====== Data supplied

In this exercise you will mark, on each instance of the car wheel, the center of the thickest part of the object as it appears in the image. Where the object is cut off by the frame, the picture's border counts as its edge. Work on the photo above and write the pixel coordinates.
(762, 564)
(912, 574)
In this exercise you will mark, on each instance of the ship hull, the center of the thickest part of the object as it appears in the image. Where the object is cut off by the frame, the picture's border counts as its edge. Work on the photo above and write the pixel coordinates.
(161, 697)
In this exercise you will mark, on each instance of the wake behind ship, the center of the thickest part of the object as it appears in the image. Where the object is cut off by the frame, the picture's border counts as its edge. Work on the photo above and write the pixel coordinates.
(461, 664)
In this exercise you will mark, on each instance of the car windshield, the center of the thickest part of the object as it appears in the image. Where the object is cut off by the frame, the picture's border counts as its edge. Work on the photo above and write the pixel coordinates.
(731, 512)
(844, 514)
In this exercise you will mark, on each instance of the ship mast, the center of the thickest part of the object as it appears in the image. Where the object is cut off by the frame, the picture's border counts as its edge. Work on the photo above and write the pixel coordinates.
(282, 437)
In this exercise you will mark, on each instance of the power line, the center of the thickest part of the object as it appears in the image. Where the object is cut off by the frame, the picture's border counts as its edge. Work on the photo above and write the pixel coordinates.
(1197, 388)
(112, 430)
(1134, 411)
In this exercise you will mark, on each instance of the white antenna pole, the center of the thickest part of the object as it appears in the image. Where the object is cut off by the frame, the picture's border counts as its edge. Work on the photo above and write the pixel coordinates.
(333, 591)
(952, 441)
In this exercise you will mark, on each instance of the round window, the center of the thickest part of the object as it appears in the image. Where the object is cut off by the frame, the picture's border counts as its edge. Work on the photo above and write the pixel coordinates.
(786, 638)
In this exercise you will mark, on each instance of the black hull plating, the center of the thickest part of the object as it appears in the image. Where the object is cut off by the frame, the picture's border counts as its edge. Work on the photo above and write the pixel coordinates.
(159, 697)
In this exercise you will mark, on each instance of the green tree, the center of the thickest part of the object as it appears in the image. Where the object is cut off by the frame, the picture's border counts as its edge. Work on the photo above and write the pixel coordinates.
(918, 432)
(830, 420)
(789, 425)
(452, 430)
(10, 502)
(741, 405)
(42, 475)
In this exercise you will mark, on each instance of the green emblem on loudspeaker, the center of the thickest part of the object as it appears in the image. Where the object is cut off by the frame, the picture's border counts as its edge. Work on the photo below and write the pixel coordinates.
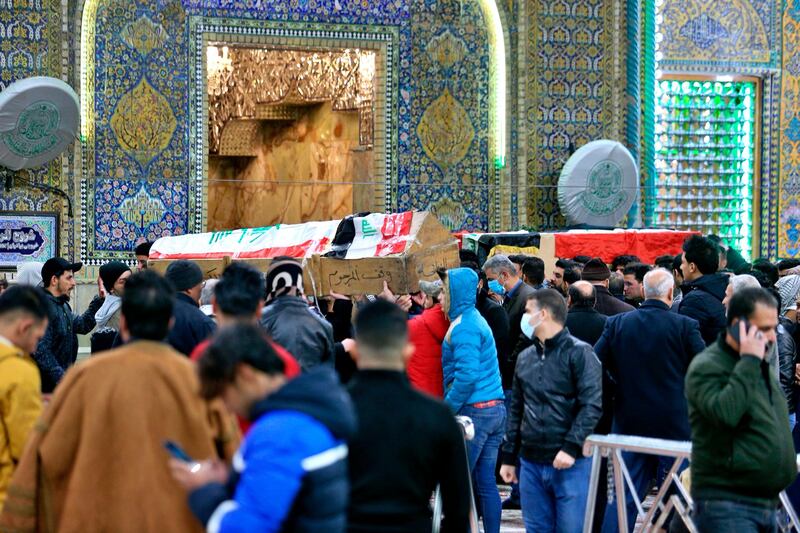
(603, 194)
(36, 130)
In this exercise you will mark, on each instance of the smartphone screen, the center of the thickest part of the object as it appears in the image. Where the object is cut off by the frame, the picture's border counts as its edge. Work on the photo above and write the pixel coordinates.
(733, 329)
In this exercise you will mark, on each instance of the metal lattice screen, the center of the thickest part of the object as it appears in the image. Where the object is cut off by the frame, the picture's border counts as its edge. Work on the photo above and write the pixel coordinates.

============
====== Data supplied

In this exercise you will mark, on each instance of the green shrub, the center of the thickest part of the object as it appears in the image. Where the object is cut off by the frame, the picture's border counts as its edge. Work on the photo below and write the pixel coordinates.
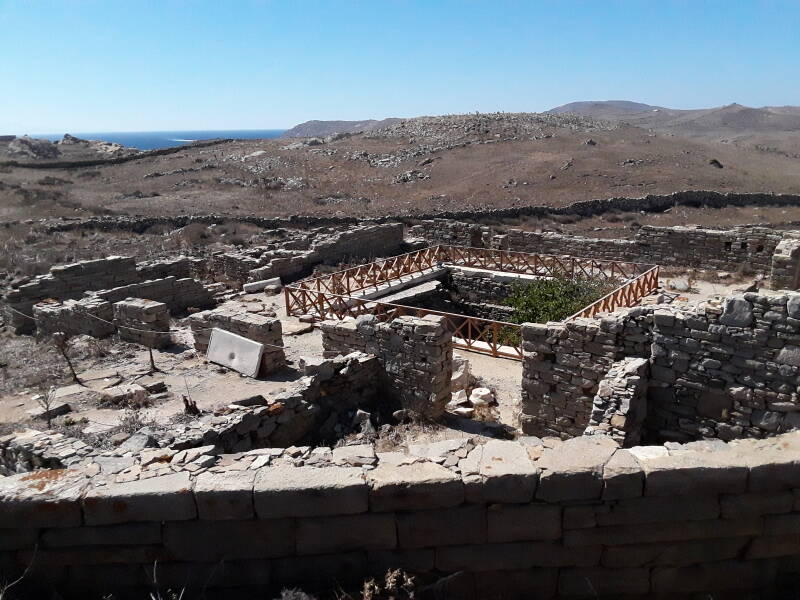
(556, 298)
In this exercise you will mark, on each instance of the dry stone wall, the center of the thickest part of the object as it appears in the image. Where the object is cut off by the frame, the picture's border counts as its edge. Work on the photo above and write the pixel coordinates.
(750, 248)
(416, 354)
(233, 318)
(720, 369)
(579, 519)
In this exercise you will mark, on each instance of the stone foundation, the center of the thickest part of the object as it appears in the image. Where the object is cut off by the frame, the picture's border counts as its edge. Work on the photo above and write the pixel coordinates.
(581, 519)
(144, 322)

============

What is required: The reply should consist solely of the lines above from the one that has "of the smartphone" through the one that has "of the metal", reproduced exactly.

Output below:
In this exercise you will mark, on each instance of the smartphone screen, the center of the thickest part of the object as it appears in the image. Where the object is cut off by the frame, the picture's border counts as its edge. Work on the photo above and write the pixel coordinates.
(733, 329)
In this exercise you will mark, on each instance of the metal lattice screen, the center of the thickest part of the object as it appears in the image. Where the object is cut off by the frame, the picture's border counts as its edge. Work on the photo above and write the pixel coordinates.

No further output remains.